— Zadanie 1 —
Przytocz dosłownie wiersze wpisów, zaczynając od pierwszego wiersza wpisów i kończąc na wierszu zawierającym „93 101 L 90”, włącznie z oboma skrajnymi wierszami.

10. To nie Maria pochowała swojego syna w grobie. Ona nawet tego nie widziała. Jezusa pochowali Józef z Arymatei i Nikodem, najwyższy nauczyciel faryzejski.
Jan 19:38-40 38 A potem Józef z Arymatei, który z obawy przed Żydami był potajemnie uczniem Jezusa, prosił Piłata, aby mógł zdjąć ciało Jezusa. A Piłat zezwolił. Poszedł więc i zdjął ciało Jezusa. 39 Przyszedł też Nikodem, który przedtem przyszedł w nocy do Jezusa, niosąc około stu funtów mieszaniny mirry i aloesu. 40 Wzięli więc ciało Jezusa i owinęli je w płótna z tymi wonnościami, zgodnie z żydowskim zwyczajem grzebania zmarłych.
11. To nie Maria jako pierwsza po szabacie poszła do grobu aby namaścić ciało syna, lecz inne niewiasty. Maria Magdalena, Maria matka Jakuba Mniejszego i Józefa oraz Salome wraz z innymi kobietami, które widziały gdzie złożono Jezusa przyszły do grobu z olejkami aby zadbać o ciało Pana Jezusa.
Mat. 28:1 A gdy skończył się szabat i świtało pierwszego dnia tygodnia, Maria Magdalena i druga Maria przyszły obejrzeć grób.
.
Marek 16:1 A gdy minął szabat, Maria Magdalena, Maria, matka Jakuba, i Salome nakupiły wonności, aby pójść i namaścić go.

— Dane wejściowe —

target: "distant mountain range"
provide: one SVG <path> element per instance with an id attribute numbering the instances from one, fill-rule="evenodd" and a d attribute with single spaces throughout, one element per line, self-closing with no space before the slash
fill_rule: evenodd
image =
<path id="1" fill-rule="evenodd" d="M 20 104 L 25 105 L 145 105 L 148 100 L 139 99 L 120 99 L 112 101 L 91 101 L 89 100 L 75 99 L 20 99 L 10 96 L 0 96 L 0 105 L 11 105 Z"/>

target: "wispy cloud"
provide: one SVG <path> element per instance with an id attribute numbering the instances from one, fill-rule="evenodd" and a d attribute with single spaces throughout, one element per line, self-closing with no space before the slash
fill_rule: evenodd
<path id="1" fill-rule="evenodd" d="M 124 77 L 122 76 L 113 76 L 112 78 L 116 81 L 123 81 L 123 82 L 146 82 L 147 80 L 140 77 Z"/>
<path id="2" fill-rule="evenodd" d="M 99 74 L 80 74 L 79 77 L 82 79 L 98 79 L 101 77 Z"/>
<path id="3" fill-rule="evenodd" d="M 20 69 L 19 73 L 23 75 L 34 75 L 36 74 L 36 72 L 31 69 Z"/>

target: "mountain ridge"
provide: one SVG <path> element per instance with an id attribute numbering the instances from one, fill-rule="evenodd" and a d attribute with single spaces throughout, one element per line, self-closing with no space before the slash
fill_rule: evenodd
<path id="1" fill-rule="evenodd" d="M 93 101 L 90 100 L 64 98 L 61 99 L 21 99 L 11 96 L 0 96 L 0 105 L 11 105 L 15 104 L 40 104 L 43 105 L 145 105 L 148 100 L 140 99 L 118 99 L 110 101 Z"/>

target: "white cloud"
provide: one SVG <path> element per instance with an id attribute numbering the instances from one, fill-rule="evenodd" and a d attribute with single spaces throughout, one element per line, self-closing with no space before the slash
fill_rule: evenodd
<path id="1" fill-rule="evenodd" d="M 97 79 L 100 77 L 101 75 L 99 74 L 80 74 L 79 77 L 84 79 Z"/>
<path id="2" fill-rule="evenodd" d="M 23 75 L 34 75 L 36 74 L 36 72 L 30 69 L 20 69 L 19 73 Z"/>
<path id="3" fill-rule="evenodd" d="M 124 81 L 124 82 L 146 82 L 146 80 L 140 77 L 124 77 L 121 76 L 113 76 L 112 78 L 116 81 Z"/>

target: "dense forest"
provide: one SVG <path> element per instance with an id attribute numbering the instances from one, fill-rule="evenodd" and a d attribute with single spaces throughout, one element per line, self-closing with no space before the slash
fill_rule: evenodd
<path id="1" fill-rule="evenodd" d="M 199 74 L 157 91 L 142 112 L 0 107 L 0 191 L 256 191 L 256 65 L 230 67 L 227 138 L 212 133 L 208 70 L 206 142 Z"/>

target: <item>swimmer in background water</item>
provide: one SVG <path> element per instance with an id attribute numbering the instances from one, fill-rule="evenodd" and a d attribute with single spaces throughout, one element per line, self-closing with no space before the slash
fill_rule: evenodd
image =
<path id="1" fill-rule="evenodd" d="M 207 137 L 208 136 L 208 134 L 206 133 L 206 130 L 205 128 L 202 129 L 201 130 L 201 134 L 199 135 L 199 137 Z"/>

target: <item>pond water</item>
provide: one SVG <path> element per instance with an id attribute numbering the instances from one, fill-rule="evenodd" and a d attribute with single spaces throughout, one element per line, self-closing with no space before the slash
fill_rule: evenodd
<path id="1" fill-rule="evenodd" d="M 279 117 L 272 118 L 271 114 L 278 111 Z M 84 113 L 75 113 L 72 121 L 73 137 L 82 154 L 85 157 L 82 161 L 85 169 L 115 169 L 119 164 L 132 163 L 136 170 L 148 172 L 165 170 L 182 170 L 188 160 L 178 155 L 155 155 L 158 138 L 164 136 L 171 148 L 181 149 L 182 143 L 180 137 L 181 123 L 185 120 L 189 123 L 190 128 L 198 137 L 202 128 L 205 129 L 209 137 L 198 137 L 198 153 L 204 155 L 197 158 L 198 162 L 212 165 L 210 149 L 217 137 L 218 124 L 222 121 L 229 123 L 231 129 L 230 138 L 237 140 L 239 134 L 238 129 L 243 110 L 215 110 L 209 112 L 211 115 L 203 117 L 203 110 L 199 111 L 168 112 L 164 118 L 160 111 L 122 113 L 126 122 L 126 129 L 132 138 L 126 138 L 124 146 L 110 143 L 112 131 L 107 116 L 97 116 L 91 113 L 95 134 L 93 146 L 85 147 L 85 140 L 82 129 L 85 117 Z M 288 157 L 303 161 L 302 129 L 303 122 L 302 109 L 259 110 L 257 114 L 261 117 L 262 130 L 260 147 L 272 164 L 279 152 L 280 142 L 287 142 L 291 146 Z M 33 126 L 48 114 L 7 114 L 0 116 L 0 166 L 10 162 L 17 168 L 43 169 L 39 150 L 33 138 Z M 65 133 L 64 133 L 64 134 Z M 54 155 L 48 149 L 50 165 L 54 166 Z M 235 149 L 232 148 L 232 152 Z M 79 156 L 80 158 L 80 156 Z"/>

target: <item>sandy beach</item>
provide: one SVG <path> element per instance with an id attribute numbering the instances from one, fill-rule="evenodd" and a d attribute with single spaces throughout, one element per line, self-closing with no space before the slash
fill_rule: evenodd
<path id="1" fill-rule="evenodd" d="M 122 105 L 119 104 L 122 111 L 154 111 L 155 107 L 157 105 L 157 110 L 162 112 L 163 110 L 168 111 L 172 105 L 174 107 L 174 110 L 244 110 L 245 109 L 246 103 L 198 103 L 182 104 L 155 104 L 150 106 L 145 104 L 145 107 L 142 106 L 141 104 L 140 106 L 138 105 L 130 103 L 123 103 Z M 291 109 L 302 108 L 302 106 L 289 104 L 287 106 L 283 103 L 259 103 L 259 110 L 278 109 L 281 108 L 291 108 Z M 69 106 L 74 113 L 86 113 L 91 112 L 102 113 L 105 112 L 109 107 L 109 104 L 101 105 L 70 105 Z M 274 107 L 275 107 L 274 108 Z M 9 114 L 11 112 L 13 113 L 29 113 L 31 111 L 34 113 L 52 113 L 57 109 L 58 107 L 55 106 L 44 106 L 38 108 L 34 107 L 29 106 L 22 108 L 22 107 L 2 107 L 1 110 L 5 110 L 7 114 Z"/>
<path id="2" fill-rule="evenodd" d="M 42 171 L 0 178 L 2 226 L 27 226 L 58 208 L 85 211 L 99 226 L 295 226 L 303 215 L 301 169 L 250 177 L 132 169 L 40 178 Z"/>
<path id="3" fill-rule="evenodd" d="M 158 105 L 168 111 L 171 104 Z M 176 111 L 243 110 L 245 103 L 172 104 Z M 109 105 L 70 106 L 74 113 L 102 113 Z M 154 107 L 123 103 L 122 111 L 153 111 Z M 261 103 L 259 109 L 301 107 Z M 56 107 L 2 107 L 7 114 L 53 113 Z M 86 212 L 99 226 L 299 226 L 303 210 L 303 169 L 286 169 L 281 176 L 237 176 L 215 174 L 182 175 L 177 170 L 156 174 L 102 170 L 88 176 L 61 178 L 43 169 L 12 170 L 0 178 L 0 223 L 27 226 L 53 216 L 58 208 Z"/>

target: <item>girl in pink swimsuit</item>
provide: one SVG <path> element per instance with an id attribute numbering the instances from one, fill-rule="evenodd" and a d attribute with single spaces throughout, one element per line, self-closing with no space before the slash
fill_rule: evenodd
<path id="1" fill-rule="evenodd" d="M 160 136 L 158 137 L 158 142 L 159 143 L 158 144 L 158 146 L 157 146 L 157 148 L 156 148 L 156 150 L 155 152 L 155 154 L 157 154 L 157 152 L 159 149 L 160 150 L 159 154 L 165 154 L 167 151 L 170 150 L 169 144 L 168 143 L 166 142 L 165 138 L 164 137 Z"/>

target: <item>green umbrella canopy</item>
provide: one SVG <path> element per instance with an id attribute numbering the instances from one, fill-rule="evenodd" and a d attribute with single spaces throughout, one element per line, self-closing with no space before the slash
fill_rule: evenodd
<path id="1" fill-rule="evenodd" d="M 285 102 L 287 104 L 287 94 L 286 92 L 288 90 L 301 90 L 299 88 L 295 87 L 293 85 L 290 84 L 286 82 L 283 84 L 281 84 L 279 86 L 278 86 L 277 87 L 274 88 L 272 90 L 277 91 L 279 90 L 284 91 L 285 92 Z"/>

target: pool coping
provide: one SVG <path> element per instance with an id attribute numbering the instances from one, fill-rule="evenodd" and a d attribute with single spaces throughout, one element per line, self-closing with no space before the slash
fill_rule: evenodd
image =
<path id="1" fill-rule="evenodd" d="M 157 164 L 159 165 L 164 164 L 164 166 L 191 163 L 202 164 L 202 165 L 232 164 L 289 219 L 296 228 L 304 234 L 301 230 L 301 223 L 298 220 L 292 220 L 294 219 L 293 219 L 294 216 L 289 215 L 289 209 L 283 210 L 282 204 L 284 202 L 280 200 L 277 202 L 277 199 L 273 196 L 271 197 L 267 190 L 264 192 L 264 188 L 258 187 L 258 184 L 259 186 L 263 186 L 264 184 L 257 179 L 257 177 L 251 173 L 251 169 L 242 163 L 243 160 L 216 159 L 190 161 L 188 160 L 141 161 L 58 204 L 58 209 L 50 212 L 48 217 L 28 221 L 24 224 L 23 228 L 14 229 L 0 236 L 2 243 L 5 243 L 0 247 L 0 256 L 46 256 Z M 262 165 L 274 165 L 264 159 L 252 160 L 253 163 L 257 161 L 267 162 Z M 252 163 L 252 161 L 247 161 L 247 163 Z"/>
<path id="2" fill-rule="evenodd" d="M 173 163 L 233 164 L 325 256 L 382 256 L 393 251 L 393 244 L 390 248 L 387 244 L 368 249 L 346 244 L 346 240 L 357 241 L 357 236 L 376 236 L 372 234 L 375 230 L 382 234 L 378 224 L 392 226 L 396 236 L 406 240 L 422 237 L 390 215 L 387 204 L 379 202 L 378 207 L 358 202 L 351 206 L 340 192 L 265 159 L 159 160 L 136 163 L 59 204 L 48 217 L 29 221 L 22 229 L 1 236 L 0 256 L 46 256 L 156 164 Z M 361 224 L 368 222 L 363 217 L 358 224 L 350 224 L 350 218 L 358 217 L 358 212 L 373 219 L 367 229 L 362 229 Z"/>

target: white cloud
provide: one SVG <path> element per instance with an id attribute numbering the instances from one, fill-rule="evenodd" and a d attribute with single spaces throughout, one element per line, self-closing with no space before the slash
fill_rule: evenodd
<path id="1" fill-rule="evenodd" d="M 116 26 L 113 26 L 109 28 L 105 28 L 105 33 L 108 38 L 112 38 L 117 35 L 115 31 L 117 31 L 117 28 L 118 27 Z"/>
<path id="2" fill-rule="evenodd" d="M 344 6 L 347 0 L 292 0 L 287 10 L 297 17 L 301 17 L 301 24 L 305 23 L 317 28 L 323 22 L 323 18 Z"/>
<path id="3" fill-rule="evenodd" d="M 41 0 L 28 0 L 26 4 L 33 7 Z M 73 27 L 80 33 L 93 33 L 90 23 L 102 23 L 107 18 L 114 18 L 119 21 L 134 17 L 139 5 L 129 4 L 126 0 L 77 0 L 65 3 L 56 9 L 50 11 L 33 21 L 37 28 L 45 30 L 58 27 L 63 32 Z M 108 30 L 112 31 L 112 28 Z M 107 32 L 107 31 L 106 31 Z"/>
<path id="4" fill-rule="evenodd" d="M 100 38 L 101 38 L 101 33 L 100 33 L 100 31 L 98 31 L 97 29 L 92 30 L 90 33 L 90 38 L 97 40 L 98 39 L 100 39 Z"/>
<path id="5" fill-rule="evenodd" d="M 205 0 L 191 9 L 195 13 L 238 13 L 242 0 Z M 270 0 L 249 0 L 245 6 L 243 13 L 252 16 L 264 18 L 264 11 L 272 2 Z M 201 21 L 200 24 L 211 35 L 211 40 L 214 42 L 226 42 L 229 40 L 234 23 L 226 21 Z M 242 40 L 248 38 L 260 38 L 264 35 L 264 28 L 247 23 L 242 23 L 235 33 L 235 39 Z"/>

— Zadanie 2 —
Wyjaśnij na podstawie fragmentu źródłowego, dlaczego Józef z Arymatei był uczniem Jezusa potajemnie.

— Oczekiwany wynik 1 —
target: "distant mountain range"
provide: one SVG <path> element per instance with an id attribute numbering the instances from one, fill-rule="evenodd" and a d attribute with single spaces throughout, one element per line, self-closing with no space before the slash
fill_rule: evenodd
image =
<path id="1" fill-rule="evenodd" d="M 20 104 L 25 105 L 145 105 L 148 100 L 139 99 L 120 99 L 112 101 L 91 101 L 89 100 L 75 99 L 20 99 L 10 96 L 0 96 L 0 105 L 11 105 Z"/>

target: "wispy cloud"
provide: one SVG <path> element per instance with an id attribute numbering the instances from one, fill-rule="evenodd" and a d attribute with single spaces throughout, one element per line, self-closing with no space before the slash
fill_rule: evenodd
<path id="1" fill-rule="evenodd" d="M 124 77 L 122 76 L 113 76 L 112 78 L 116 81 L 123 81 L 123 82 L 146 82 L 147 80 L 140 77 Z"/>
<path id="2" fill-rule="evenodd" d="M 99 74 L 80 74 L 79 77 L 82 79 L 98 79 L 101 77 Z"/>
<path id="3" fill-rule="evenodd" d="M 20 69 L 19 73 L 23 75 L 34 75 L 36 74 L 36 72 L 31 69 Z"/>

target: "mountain ridge"
provide: one SVG <path> element per instance with an id attribute numbering the instances from one, fill-rule="evenodd" and a d attribute with single spaces throughout, one element per line, self-closing with no space before the slash
fill_rule: evenodd
<path id="1" fill-rule="evenodd" d="M 93 101 L 90 100 L 64 98 L 61 99 L 21 99 L 11 96 L 0 96 L 0 105 L 11 105 L 15 104 L 40 104 L 43 105 L 145 105 L 148 100 L 140 99 L 118 99 L 110 101 Z"/>

— Oczekiwany wynik 2 —
Józef z Arymatei był potajemnie uczniem Jezusa z obawy przed Żydami.